Copy each of the records below word for word, changing nothing.

......

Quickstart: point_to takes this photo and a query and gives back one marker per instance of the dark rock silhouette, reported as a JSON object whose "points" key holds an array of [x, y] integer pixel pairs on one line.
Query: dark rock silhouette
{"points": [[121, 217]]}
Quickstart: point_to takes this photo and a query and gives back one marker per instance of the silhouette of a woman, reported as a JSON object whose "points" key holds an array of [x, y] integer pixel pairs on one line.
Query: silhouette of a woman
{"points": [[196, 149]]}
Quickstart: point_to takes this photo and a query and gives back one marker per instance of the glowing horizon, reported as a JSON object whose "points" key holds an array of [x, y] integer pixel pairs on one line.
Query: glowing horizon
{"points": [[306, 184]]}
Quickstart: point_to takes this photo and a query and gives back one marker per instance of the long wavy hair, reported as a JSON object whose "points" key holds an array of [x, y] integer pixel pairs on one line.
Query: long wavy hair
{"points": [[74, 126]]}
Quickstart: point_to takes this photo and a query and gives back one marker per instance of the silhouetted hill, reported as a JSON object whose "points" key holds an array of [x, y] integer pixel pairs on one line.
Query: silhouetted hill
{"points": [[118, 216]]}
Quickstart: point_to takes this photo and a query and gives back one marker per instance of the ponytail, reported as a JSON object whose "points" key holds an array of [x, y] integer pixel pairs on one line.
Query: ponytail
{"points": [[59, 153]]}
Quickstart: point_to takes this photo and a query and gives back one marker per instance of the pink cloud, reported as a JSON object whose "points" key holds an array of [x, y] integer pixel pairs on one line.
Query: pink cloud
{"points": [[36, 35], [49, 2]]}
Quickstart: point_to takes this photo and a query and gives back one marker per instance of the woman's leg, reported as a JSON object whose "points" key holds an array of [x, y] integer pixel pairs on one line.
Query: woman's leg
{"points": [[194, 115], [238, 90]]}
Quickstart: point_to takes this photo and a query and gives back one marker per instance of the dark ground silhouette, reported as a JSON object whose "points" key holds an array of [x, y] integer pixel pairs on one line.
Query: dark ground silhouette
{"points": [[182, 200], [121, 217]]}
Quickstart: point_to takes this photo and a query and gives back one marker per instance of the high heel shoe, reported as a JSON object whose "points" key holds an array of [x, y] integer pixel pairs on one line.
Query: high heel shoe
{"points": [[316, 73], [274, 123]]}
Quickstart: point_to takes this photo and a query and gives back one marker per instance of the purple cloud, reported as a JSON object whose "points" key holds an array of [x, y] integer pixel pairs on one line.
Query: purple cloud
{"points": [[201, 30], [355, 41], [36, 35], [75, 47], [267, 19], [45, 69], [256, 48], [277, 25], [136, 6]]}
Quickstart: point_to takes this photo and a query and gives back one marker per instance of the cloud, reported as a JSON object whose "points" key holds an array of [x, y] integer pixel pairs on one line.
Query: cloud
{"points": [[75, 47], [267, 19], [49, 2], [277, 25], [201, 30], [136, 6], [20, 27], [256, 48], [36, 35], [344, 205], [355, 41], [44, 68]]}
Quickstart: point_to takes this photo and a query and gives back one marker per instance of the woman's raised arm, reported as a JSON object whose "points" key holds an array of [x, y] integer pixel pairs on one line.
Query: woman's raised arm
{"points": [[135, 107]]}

......

TASK SOLUTION →
Quickstart: point_to takes this photo and a query and gives back one marker per instance of the dark rock silhouette, reported as a JSON object whose "points" key holds an array of [x, y] integer pixel pairs on one line.
Query: dark rock silhouette
{"points": [[121, 217]]}
Quickstart: point_to takes this photo and a query and gives back one marker per instance of the silhouette of a woman, reported as a JSON object whose "points" key holds an array of [x, y] integer pixel pairs on one line.
Query: silhouette of a woman
{"points": [[196, 149]]}
Quickstart: point_to takes this photo and a query and gives back one marker per instance of the glowing horizon, reported as a JSON object whose "points" key holds an array of [x, y] integer pixel pairs on one line.
Query: glowing horizon
{"points": [[306, 184]]}
Quickstart: point_to takes this photo and a query and gives back one marker per instance of the long wavy hair, reported as a JSON object whose "points" key holds an array of [x, y] integer pixel pairs on one line.
Query: long wavy hair
{"points": [[74, 126]]}
Quickstart: point_to takes this photo and a query and gives back one marker per instance of the silhouetted hill, reported as a JSON object whose "points" key holds an array of [x, y] integer pixel pairs on one line.
Query: silhouetted hill
{"points": [[118, 216]]}
Quickstart: point_to takes this photo and a query and gives back one marker per instance of the ponytail, reported as a JSON object whose "points" key holds an array of [x, y] integer pixel pairs on one line.
Query: ponytail
{"points": [[59, 153]]}
Quickstart: point_to takes this photo and a query and gives back one marker per instance of the pink cloud, reported as a JSON object whose "points" key holds an array of [x, y] integer pixel pairs on one line.
Query: pink cloud
{"points": [[36, 35], [49, 2]]}
Quickstart: point_to takes this photo and a query and gives back one marker per instance of the woman's leg, reported as a JSON object whose "points" key holds an array of [x, y] integer pixel pairs on one line.
Query: woman's leg
{"points": [[194, 115], [238, 90]]}
Quickstart: point_to takes this photo and a query and gives back one marker per instance of the dark ground silhouette, reported as a JSON object whose "points" key holds an array of [x, y] integer pixel pairs on one line.
Query: dark ground silhouette
{"points": [[182, 200], [121, 217]]}
Quickstart: point_to takes this photo and a query and gives back one marker per instance of the high heel shoe, reported as a JSON object whose "points" key holds an array of [x, y] integer pixel pairs on one line.
Query: high heel shoe
{"points": [[316, 73], [274, 123]]}
Quickstart: point_to takes this photo and a query and gives back one marker per instance of the purple cloud, reported as a JSON object whose "points" key holds an array of [x, y] integer pixel pairs on one line.
Query: purple cloud
{"points": [[201, 30], [355, 41], [36, 35], [75, 47], [267, 19], [45, 69], [256, 48], [277, 25], [136, 6]]}
Quickstart: point_to takes this photo and a query and gives back one marker per instance of the cloud, reported as a JSON object whose "points" key holds an array of [x, y] integer pixel pairs on one line.
Query: cloud
{"points": [[75, 47], [267, 19], [49, 2], [277, 25], [201, 30], [136, 6], [20, 27], [256, 48], [36, 35], [344, 205], [355, 41], [44, 68]]}
Quickstart: point_to takes this photo and a query and gives back one marker per instance of the woman's raised arm, reported as a JSON object whose "points" key holds an array of [x, y] integer pixel pairs on one line.
Query: woman's raised arm
{"points": [[135, 107]]}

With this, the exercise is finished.